• Tareas
[a] En el relato del viaje a Barcelona, reproduce el tramo que comienza en "Atravesé el sur" y termina en "de la historia.", cambiando "balcón" por "ventana".
[b] Enumera todas las ciudades que se mencionan en el relato del viaje a Barcelona.
[c] Continúa el relato del viaje a Barcelona a partir de su última oración.

• Fragmento seleccionado
Les cuento una historia, pintoresca donde las haya, en que me vi
envuelto hace algunos años.
En
la primavera de 2003 fui invitado una vez más a Innsbruck, en el Tirol
austriaco, para participar en el IFFI, el Festival Internacional de Cine
que allí se celebra. Cuando todavía estaba en Cuba, mi amigo Helmut
llamó para consultarme algo: “mira, cosa de un mes antes del Festival nosotros tenemos que ir a Cannes, ¿quisieras venir antes y acompañarnos?”.
¿Existirá otra pregunta más inocente que esa? Dije que sí,
naturalmente, y durante cinco o seis días estuve en Cannes sin hacer
otra cosa que ver películas, ir a restaurantes y a la playa. Que por
cierto, es de topless.
Cuando
terminaba Cannes, aún faltaba un par de semanas para el arranque del
IFFI. Se me ocurrió ir a Barcelona. Nunca había estado allí, y ya yo
había cumplido cuarenta años y tenía algo de dinero. En lugar de estar
dos semanas en Innsbruck estorbando a Helmut –habitualmente me quedaba
en su casa–, pensé, mejor me voy a Barcelona por mi cuenta, es una
aventura, uno de esos lugares que hay que ver de todos modos, tengo
amigos allí y, argumento decisivo, están las cosas de Gaudí. Hice unas
llamadas, y resultó que el novio de la hermana de una amiga mía, la
escritora cubana Karla Suárez, podía alojarme unos días en el
apartamento que alquilaba nada menos que frente a la Sagrada
Familia. Mis socios austriacos me llevaron al tren y me dejaron solo.
Atravesé el sur de Francia con una breve parada en Montpellier, entré en
España –donde los rieles son más estrechos– y unas horas más tarde
estaba en Barcelona. Los próximos días fueron de fábula: dormía en un
cuarto que, cuando abrías el balcón, tenías la Sagrada Familia ahí, al
otro lado de la calle, casi al alcance de la mano. Visité a mi amigo
Ramón Fernández Larrea, con quien había trabajado en Cuba en El Programa de Ramón una docena de años antes, a otros conocidos como el locutor José Luis Bergantiños (también del Programa de Ramón), al trovador Adrián Morales… Me sumergí en el piélago de tiendecitas de bootlegs
en la calle Tallers, visité todos los edificios de Gaudí… La segunda
semana me mudé al apartamento de otro conocido, el caricaturista cubano
Félix, en un barrio costero que se llama la Barceloneta. Y aquí comienza
la parte dramática de la historia.

(Registros de etiquetado de ubicaciones)

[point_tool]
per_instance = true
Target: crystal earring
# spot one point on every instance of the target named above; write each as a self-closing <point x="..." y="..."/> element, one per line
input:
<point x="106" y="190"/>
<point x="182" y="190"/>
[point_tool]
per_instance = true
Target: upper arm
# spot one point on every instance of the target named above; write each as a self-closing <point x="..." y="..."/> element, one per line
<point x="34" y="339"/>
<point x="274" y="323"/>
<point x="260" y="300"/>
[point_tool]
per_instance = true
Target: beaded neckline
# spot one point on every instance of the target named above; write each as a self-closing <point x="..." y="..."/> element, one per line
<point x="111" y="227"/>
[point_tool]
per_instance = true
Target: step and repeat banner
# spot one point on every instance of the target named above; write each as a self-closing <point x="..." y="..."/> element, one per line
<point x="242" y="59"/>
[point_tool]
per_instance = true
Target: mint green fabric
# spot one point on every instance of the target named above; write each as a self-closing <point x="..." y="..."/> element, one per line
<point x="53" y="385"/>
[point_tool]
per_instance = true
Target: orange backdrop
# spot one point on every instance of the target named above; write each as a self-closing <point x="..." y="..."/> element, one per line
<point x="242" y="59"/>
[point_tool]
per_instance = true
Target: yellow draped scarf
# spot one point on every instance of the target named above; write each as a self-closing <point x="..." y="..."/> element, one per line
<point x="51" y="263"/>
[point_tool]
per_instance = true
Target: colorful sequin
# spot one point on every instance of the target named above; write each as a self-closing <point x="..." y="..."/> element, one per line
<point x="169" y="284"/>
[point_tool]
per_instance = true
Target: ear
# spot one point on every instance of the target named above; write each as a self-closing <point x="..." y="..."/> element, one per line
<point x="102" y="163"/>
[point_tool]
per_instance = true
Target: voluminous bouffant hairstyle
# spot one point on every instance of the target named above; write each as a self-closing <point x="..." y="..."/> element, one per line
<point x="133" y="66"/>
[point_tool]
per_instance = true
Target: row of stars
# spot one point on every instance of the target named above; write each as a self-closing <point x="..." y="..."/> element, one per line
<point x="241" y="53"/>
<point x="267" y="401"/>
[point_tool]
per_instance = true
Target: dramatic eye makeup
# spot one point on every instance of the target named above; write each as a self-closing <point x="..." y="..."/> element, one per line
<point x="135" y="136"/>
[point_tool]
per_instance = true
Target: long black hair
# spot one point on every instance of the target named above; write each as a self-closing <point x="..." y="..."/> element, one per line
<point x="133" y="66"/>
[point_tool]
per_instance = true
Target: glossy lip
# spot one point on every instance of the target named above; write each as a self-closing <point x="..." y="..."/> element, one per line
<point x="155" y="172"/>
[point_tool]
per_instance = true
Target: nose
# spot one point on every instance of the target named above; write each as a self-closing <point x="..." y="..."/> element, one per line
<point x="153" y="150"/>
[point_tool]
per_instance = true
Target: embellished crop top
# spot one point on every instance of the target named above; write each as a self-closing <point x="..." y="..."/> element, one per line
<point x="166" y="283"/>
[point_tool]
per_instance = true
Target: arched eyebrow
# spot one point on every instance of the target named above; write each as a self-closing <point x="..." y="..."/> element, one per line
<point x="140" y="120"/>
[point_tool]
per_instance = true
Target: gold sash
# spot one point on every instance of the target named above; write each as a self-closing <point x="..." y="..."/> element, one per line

...

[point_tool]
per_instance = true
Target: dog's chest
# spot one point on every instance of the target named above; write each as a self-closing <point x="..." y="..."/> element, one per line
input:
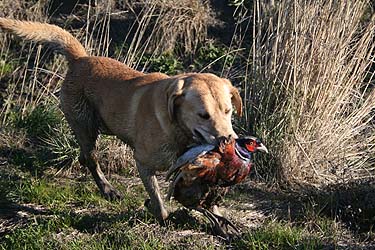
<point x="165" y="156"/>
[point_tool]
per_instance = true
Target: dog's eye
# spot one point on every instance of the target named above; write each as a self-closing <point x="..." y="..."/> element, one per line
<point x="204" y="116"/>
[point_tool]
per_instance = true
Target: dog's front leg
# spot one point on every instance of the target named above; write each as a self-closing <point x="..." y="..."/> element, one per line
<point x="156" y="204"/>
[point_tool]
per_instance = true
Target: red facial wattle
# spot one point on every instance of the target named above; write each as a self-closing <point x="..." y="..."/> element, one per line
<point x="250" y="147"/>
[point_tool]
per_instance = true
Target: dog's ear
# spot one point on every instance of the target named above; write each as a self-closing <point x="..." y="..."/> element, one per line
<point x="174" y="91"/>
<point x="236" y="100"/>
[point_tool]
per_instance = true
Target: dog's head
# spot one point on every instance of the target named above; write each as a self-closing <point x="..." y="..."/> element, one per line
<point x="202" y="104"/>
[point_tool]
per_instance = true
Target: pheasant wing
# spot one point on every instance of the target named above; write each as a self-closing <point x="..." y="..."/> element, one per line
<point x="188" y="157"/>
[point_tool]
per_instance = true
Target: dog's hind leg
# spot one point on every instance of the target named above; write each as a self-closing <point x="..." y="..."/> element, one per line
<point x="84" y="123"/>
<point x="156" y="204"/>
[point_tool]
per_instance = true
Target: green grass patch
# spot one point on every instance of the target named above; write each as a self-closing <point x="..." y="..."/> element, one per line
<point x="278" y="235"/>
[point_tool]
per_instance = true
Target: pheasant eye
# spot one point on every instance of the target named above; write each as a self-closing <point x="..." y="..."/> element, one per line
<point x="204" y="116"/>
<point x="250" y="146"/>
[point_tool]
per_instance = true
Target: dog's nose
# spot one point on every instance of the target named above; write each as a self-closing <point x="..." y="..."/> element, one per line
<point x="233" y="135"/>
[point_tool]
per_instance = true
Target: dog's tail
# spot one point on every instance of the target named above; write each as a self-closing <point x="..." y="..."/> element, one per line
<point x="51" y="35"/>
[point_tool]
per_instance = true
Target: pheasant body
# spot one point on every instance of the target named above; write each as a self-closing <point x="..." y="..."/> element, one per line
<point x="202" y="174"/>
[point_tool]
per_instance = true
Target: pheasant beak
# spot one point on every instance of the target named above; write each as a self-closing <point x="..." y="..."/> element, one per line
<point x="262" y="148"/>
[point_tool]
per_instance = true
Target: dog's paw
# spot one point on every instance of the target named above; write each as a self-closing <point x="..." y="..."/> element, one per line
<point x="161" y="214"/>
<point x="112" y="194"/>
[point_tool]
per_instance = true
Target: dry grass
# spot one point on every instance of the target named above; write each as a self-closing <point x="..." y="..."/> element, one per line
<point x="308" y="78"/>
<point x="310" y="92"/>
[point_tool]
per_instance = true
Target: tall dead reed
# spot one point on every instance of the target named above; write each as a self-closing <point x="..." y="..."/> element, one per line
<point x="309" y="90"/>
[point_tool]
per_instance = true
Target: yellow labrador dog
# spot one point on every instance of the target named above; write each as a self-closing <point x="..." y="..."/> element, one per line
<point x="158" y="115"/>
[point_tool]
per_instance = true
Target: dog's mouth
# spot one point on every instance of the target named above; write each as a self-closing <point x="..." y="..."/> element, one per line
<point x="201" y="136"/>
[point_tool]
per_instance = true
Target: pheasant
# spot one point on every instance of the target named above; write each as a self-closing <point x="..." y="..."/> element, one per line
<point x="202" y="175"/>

---

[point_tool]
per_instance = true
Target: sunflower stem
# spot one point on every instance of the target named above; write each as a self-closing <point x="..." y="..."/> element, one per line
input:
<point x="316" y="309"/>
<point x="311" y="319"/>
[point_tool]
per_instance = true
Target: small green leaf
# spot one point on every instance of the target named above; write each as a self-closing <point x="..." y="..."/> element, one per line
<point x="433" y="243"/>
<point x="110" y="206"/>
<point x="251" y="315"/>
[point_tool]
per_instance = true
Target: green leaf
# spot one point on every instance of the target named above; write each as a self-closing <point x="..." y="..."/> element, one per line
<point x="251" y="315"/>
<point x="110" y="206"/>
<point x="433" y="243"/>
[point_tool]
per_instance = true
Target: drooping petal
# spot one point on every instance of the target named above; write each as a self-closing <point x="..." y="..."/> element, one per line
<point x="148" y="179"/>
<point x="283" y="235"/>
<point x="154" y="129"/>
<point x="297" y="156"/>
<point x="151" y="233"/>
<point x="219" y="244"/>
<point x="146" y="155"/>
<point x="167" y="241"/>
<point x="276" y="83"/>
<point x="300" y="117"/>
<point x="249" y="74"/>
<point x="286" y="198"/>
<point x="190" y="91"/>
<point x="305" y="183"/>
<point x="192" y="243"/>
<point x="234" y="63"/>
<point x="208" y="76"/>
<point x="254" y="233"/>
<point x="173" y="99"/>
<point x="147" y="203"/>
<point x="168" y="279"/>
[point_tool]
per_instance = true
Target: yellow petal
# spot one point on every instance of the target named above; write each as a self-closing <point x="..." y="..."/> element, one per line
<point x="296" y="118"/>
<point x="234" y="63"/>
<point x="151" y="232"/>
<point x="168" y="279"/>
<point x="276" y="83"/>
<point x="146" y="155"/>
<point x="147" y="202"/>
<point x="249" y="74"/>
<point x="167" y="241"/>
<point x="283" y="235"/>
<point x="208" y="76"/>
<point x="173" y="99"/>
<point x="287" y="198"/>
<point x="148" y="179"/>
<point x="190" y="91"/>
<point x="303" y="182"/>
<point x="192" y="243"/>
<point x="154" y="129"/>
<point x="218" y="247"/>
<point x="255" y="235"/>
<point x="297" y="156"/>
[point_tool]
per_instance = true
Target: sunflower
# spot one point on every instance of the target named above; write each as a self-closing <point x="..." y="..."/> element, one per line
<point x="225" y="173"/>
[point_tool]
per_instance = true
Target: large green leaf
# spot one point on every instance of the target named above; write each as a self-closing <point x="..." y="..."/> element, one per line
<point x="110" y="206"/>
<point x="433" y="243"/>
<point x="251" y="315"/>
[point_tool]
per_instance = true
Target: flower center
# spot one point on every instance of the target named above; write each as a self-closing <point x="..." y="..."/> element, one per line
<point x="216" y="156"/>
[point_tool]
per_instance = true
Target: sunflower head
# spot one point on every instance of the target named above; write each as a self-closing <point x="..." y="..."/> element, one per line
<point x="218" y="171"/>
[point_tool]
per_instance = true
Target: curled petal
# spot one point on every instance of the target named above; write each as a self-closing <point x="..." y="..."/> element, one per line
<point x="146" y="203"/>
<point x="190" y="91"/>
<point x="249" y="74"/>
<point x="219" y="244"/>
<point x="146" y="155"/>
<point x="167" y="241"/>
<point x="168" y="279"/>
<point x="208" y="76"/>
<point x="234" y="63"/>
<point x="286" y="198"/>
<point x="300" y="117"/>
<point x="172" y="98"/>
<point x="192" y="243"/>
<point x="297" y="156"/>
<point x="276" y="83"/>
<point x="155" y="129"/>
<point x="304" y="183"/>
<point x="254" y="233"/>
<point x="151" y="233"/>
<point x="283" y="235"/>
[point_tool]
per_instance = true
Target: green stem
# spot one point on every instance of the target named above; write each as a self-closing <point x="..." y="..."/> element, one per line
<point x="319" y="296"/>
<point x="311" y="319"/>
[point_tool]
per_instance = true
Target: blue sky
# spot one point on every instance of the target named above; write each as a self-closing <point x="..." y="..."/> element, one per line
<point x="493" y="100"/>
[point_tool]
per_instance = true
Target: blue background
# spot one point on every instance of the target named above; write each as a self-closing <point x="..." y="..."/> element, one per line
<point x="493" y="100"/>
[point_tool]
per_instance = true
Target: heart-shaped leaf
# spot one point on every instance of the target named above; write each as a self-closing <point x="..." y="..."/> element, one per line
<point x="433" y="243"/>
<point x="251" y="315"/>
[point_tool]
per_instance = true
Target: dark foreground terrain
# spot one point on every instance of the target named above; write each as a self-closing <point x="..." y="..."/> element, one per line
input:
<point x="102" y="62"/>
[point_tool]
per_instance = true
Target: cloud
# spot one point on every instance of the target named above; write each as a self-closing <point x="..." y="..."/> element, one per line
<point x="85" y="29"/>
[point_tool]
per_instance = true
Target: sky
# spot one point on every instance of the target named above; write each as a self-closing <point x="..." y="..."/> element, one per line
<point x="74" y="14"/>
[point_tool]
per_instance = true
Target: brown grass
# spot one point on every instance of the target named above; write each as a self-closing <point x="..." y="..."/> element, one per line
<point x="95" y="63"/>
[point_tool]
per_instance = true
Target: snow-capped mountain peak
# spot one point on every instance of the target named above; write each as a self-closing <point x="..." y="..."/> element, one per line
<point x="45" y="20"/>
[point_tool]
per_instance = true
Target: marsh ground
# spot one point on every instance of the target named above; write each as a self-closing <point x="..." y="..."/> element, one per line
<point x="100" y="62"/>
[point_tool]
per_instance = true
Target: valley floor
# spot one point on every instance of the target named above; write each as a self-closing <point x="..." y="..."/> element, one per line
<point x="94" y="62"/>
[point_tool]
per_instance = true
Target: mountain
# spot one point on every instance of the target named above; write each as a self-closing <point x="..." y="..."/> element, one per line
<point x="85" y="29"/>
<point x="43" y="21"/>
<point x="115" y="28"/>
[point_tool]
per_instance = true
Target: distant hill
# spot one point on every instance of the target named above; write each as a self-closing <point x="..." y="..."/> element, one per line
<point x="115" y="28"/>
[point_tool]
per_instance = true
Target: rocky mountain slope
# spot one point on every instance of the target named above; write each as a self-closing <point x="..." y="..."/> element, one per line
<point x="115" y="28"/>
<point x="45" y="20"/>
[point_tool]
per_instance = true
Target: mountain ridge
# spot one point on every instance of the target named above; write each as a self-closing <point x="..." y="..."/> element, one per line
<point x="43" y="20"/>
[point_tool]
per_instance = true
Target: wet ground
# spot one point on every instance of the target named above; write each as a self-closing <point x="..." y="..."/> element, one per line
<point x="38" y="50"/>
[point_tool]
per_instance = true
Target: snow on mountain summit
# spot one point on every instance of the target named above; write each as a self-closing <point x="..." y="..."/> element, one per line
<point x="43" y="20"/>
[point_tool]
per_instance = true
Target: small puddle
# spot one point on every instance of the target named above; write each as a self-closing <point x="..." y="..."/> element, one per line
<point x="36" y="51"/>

• Respuestas por tarea
[a]
Atravesé el sur de Francia con una breve parada en Montpellier, entré en
España –donde los rieles son más estrechos– y unas horas más tarde
estaba en Barcelona. Los próximos días fueron de fábula: dormía en un
cuarto que, cuando abrías el ventana, tenías la Sagrada Familia ahí, al
otro lado de la calle, casi al alcance de la mano. Visité a mi amigo
Ramón Fernández Larrea, con quien había trabajado en Cuba en El Programa de Ramón una docena de años antes, a otros conocidos como el locutor José Luis Bergantiños (también del Programa de Ramón), al trovador Adrián Morales… Me sumergí en el piélago de tiendecitas de bootlegs
en la calle Tallers, visité todos los edificios de Gaudí… La segunda
semana me mudé al apartamento de otro conocido, el caricaturista cubano
Félix, en un barrio costero que se llama la Barceloneta. Y aquí comienza
la parte dramática de la historia.

[b] Innsbruck, Cannes, Barcelona y Montpellier.

[c]
Saqué pasaje por
tren hasta Munich, que está a dos horas de Innsbruck. La noche antes,
Félix tenía que marchar a Madrid, y me dice: mira, un amigo mío vendrá
al amanecer, dale a él la llave del apartamento antes de irte. Por la
mañana entregué la llave y me fui a la estación… para descubrir que
había una huelga de los ferroviarios franceses que afectaba a todos los
trenes entre Cataluña y el resto de Europa, pues claro, para llegar
desde allí a cualquier otro país europeo hay que atravesar Francia. Ya
yo llevaba dos semanas en Barcelona, andaba con una maleta relativamente
pesada y me quedaban cosa de doscientos euros. Me dije: bueno, a casa
de Félix no puedo regresar, mejor tomo un tren hasta la frontera
francesa, desde allí puedo quizás hacer auto stop… En fin, llegué a la
frontera, y de auto stop nada, era peor que salir a la Novia del
Mediodía a coger botella. Después de un par de horas intentando en vano
largarme de allí, se me ocurrió llamar a un conocido en Barcelona que me
había insistido en que acudiera a él ante cualquier problema: el
ensayista y teórico del arte Iván de la Nuez. Le dije: Iván, necesito al menos dónde pasar la noche en Barcelona, quizás mañana la huelga haya terminado… Las huelgas duran varios días, me contestó, mejor ven para acá, yo te compro un pasaje en avión para mañana, y después me lo pagas cuando puedas.
Lo dicho, compré un boleto de regreso y volví a Barcelona con mi
maleta, menos dinero y el rabo entre las piernas. Iván me recibió y se
portó como un amigo de toda la vida: esa noche reservó a mi nombre en un
hotel que no llegué a usar, pues me llevó al restaurant de un cubano, y
los tres estuvimos bebiendo y tomando otras sustancias interesantes
hasta el amanecer. A esa hora me fui a casa de Iván, eché una cabezada
de un par de horas, y mi anfitrión me expidió al aeropuerto.
Calculen mi desconcierto cuando, llegado al aeropuerto, supe que los trabajadores de las aerolíneas se habían sumado a la huelga
de los puñeteros ferroviarios. Mi solidaridad con la clase trabajadora
gala bajó hasta picar en la zona roja. Ahora bien, me dijeron, hay
vuelos que no salen, pero algunos sí. Hitchcock habría envidiado el
suspense que siguió, mientras averiguaba si mi vuelo salía o estaba
condenado. Para mi gran alegría, el enlace con Munich se mantenía. Uf,
ya salí del bache, me dije mientras el avión despegaba.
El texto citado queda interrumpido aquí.